▸ **Working data**
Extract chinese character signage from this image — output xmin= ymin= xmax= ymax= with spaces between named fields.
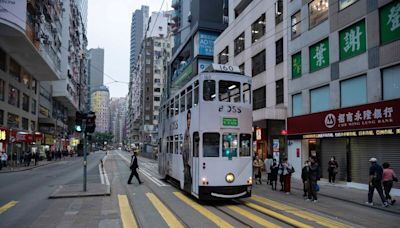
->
xmin=379 ymin=1 xmax=400 ymax=43
xmin=288 ymin=99 xmax=400 ymax=135
xmin=339 ymin=20 xmax=367 ymax=60
xmin=199 ymin=31 xmax=218 ymax=56
xmin=310 ymin=39 xmax=329 ymax=72
xmin=292 ymin=52 xmax=301 ymax=78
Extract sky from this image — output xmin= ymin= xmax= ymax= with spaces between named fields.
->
xmin=87 ymin=0 xmax=171 ymax=97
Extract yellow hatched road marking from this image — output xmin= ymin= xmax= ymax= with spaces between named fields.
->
xmin=227 ymin=205 xmax=280 ymax=228
xmin=251 ymin=195 xmax=352 ymax=228
xmin=146 ymin=192 xmax=184 ymax=228
xmin=244 ymin=202 xmax=312 ymax=228
xmin=174 ymin=192 xmax=233 ymax=228
xmin=118 ymin=195 xmax=138 ymax=228
xmin=0 ymin=200 xmax=18 ymax=215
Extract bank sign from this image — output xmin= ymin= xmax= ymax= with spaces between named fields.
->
xmin=288 ymin=99 xmax=400 ymax=135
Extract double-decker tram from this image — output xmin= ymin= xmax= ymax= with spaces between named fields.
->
xmin=158 ymin=64 xmax=253 ymax=200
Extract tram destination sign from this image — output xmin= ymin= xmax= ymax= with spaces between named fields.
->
xmin=222 ymin=117 xmax=239 ymax=127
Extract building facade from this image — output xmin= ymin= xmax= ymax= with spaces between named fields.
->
xmin=287 ymin=0 xmax=400 ymax=187
xmin=214 ymin=0 xmax=288 ymax=160
xmin=91 ymin=86 xmax=110 ymax=133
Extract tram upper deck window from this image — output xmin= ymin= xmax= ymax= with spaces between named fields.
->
xmin=243 ymin=83 xmax=251 ymax=104
xmin=218 ymin=81 xmax=240 ymax=102
xmin=203 ymin=80 xmax=217 ymax=101
xmin=239 ymin=134 xmax=251 ymax=157
xmin=203 ymin=133 xmax=219 ymax=157
xmin=222 ymin=133 xmax=238 ymax=157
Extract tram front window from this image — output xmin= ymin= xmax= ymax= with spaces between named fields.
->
xmin=218 ymin=81 xmax=240 ymax=103
xmin=203 ymin=80 xmax=216 ymax=101
xmin=239 ymin=134 xmax=251 ymax=157
xmin=203 ymin=133 xmax=219 ymax=157
xmin=222 ymin=133 xmax=238 ymax=157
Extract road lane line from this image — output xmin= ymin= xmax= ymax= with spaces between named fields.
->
xmin=174 ymin=192 xmax=233 ymax=228
xmin=251 ymin=195 xmax=352 ymax=228
xmin=226 ymin=205 xmax=280 ymax=228
xmin=244 ymin=202 xmax=312 ymax=228
xmin=146 ymin=192 xmax=184 ymax=228
xmin=0 ymin=200 xmax=18 ymax=215
xmin=118 ymin=195 xmax=138 ymax=228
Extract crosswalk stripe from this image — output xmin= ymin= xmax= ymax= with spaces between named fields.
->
xmin=118 ymin=195 xmax=138 ymax=228
xmin=146 ymin=192 xmax=184 ymax=228
xmin=251 ymin=195 xmax=351 ymax=228
xmin=174 ymin=192 xmax=233 ymax=228
xmin=0 ymin=200 xmax=18 ymax=215
xmin=244 ymin=202 xmax=312 ymax=228
xmin=227 ymin=205 xmax=280 ymax=228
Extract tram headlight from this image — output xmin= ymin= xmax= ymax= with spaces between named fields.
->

▸ **Exercise**
Convert the data, from its first line through the line containing "xmin=310 ymin=39 xmax=329 ymax=72", into a Markdown table with the columns Row and Line, one numbered row per line. Skip blank lines and leave the pictures out.

▸ **Final answer**
| Row | Line |
|---|---|
| 1 | Extract chinese character signage from this image — output xmin= ymin= xmax= ymax= with spaces between named fields. |
| 2 | -> |
| 3 | xmin=379 ymin=1 xmax=400 ymax=43 |
| 4 | xmin=288 ymin=99 xmax=400 ymax=135 |
| 5 | xmin=339 ymin=20 xmax=367 ymax=60 |
| 6 | xmin=199 ymin=31 xmax=218 ymax=56 |
| 7 | xmin=310 ymin=39 xmax=329 ymax=72 |